■ **TEXTE FOURNI**
========================================
En cette veille de nouvelle année, petit retour en arrière avec une sélection d’histoires avec un petit h autour de l’histoire avec un grand H…
On commence avec le premier volet d’Hitler est mort !, un récit de Jean-Christophe Brisard mis en images par Alberto Pagliaro revenant sur l’un des plus grands mystères du vingtième siècle : le suicide du Führer. Depuis plus de 70 ans, les théories du complot se suivent et se ressemblent. Est-il vraiment mort en 1945 ? A-t-il fui en Amérique du Sud ? Jean-Christophe Brisard, écrivain, journaliste et réalisateur de documentaires, a sérieusement enquêté sur l’affaire, touché du bout des doigts des restes d’Hitler, sorti un livre aux éditions Fayard avant d’en offrir aujourd’hui une adaptation en BD dans laquelle on découvre la guerre entre deux services soviétiques, le NKVD d’un côté et le Smerch de l’autre, pour récupérer et conserver le cadavre du Führer. Un récit parfaitement documenté et raconté qui peut mettre un terme à tous ces doutes savamment entretenus par certains… (Hitler est mort!, de Brisard et Pagliaro. Glénat. 14,95€)
========================================
■ **INFORMATIONS EXTRAITES**

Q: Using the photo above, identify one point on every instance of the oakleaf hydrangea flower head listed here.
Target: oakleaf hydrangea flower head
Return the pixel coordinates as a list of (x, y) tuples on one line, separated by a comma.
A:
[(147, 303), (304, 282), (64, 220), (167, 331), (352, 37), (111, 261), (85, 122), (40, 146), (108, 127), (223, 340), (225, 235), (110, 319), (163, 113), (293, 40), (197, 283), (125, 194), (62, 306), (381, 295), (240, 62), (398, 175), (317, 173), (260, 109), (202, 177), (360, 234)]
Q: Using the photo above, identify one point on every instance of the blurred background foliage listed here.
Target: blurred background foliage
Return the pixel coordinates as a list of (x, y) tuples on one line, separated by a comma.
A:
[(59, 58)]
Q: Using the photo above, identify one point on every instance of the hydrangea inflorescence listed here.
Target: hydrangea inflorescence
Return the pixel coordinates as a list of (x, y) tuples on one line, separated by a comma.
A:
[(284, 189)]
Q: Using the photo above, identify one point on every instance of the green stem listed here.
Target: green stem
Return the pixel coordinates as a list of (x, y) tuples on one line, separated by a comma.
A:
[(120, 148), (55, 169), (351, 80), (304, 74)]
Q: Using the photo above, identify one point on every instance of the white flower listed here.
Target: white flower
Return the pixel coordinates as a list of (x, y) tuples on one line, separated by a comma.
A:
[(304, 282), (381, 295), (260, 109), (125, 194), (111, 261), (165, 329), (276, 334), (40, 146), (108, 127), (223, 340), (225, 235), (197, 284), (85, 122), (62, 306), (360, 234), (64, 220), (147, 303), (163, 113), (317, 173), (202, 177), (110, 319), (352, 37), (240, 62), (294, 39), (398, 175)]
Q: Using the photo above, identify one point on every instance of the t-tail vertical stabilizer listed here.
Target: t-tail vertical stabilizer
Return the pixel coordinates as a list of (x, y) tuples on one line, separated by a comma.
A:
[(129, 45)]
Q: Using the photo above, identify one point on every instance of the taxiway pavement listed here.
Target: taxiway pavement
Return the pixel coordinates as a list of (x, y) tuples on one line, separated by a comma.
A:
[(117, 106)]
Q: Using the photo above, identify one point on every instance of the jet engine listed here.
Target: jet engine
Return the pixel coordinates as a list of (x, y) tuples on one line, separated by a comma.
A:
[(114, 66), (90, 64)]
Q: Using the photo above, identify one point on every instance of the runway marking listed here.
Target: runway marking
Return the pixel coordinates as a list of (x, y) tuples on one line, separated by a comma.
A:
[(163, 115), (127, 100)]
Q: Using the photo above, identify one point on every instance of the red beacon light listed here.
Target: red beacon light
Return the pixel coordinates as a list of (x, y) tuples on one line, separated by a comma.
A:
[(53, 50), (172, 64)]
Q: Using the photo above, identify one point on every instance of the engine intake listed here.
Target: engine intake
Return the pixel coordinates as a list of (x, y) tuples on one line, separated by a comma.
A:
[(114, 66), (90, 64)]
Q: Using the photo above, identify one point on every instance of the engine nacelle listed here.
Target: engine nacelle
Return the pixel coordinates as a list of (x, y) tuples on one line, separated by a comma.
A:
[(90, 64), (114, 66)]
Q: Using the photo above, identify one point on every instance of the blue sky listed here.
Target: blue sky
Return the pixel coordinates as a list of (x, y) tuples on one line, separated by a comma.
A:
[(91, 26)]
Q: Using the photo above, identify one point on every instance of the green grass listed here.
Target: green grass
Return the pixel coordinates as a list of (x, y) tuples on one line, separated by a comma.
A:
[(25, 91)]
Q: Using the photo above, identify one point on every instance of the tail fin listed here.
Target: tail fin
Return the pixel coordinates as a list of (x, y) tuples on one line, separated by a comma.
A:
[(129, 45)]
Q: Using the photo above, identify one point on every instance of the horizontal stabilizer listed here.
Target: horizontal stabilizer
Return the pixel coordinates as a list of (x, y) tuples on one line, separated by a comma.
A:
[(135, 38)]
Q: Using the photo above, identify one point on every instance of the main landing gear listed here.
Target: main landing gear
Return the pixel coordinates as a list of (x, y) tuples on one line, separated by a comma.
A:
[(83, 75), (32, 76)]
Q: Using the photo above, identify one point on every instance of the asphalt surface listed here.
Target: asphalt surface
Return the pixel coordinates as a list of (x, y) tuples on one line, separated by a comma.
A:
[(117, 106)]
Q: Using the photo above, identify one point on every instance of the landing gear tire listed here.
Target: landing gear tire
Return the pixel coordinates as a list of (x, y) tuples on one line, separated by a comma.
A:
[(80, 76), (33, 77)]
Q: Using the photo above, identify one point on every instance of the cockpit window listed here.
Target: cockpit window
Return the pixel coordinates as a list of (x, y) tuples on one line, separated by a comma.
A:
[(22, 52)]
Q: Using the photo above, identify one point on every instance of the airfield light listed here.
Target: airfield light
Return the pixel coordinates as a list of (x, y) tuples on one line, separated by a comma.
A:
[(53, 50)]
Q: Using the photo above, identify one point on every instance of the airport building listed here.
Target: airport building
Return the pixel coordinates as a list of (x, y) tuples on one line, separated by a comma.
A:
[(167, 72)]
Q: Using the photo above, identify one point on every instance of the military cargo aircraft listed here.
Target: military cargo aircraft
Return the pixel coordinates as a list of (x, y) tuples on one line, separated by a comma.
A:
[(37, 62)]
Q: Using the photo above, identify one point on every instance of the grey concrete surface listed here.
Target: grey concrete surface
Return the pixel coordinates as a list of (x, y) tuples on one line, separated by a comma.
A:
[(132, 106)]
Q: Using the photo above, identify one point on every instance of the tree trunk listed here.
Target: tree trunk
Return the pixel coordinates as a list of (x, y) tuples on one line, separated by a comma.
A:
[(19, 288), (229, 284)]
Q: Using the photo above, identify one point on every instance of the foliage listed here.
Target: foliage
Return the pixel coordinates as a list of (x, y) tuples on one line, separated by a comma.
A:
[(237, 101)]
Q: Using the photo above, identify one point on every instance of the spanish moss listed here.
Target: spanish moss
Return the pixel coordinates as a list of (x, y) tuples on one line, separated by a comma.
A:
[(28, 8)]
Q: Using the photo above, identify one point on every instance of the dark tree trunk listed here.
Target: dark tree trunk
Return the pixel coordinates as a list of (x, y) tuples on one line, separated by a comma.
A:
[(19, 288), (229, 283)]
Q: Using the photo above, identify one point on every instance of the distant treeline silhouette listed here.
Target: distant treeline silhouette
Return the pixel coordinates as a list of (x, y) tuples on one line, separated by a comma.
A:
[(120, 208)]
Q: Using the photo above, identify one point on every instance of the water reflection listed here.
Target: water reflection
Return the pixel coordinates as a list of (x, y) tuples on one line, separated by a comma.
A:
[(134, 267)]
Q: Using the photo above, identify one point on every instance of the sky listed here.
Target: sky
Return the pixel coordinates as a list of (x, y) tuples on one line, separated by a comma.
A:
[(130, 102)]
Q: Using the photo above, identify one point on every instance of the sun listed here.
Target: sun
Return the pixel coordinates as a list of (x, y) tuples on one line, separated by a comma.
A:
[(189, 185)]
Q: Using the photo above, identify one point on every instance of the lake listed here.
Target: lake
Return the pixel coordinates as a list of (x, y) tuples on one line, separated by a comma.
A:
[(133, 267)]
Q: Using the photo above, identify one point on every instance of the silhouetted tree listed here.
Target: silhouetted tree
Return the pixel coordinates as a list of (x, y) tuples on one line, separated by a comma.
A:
========================================
■ **CONSIGNE DE L'EXERCICE**
Rédigez la suite de la chronique sur les bandes dessinées historiques, s'il vous plaît, en reprenant juste après sa dernière phrase.

■ **RÉPONSE ATTENDUE**
Si Hitler est bel et bien mort en 1945, il aurait pu l’être quelques années auparavant pour le plus grand bien de l’humanité, en 1938 précisément lorsque le Suisse Maurice Bavaud tenta de l’assassiner à l’occasion d’une marche commémorative à Munich. Il n’y parvint pas, tenta sa chance de nouveau dans les jours qui suivirent, sans succès, avant de se faire arrêter, cuisiner par la Gestapo, guillotiner le 14 mai 1941. Il faudra presque 20 ans à sa famille pour réhabiliter sa mémoire et en faire un héros. C’est cette histoire incroyable mais vraie que raconte La Part de l’ombre à travers l’action d’un autre personnage, fictif celui-ci, Guntram Muller, journaliste pour le quotidien Berliner Zeitung, bien décidé à faire oublier son passé dans l’Abwehr, service de renseignement de l’état-major allemand. Un graphisme élégant, une histoire rondement menée. 2 tomes prévus. (La part de l’ombre, de Perna et Ruizge. Glénat. 14,50€)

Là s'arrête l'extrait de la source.